A recent paper by researchers at Zhejiang University and Microsoft Research Asia explores the use of large language models (LLMs) as a controller to manage existing AI models available in communities like Hugging Face.
The key idea behind the research is leveraging existing AI models available for different domains and connecting them using the advanced language understanding and generation capabilities shown by LLMs such as ChatGPT.
Specifically, we use ChatGPT to conduct task planning when receiving a user request, select models according to their function descriptions available in Hugging Face, execute each subtask with the selected AI model, and summarize the response according to the execution results.
According to the researchers, their approach makes it possible to solve sophisticated AI tasks in language, vision, speech, and other domains.
To establish the connection between ChatGPT and Hugging Face models, HuggingGPT uses the model descriptions from the Hugging Face library and fuses them into ChatGPT prompts.

• **Task directions**
Revise the HuggingGPT passage from "A recent paper" to "such as ChatGPT.", putting "GPT-4" wherever "ChatGPT" appears.

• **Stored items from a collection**
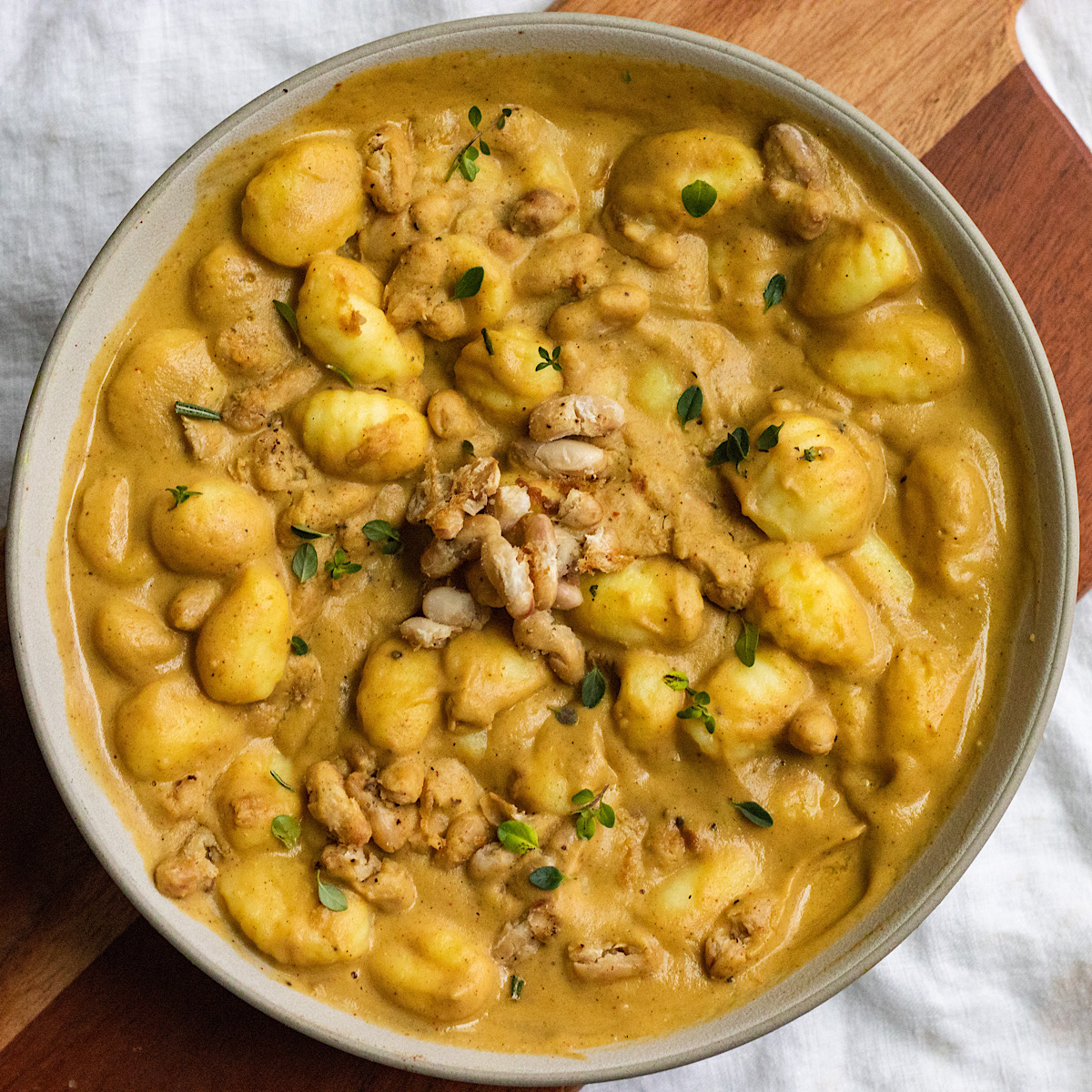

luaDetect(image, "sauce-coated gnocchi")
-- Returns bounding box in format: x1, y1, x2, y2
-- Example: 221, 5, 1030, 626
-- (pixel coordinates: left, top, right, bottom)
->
50, 55, 1028, 1052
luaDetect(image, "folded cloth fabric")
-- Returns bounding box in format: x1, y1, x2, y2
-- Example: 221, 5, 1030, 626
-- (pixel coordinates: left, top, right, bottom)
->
0, 0, 1092, 1092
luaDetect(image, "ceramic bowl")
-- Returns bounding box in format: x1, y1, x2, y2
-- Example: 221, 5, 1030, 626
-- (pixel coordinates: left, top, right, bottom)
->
7, 15, 1077, 1085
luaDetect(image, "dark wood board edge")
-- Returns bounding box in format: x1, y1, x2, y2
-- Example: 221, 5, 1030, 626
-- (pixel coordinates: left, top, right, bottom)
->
8, 32, 1092, 1092
0, 921, 574, 1092
922, 62, 1092, 595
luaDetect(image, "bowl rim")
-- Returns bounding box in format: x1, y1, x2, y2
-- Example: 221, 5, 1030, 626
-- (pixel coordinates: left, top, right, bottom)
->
6, 12, 1079, 1086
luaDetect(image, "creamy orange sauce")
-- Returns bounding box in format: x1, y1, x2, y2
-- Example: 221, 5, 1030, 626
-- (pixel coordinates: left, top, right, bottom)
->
49, 54, 1030, 1053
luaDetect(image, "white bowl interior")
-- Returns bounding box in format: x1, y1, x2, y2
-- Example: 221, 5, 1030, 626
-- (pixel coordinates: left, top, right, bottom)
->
7, 15, 1077, 1085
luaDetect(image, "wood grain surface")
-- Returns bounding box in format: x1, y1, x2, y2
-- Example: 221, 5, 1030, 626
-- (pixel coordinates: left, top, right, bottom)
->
0, 0, 1092, 1092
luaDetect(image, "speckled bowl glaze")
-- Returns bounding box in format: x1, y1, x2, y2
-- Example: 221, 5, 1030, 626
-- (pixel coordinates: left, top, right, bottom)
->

• **Answer box**
A recent paper by researchers at Zhejiang University and Microsoft Research Asia explores the use of large language models (LLMs) as a controller to manage existing AI models available in communities like Hugging Face.
The key idea behind the research is leveraging existing AI models available for different domains and connecting them using the advanced language understanding and generation capabilities shown by LLMs such as GPT-4.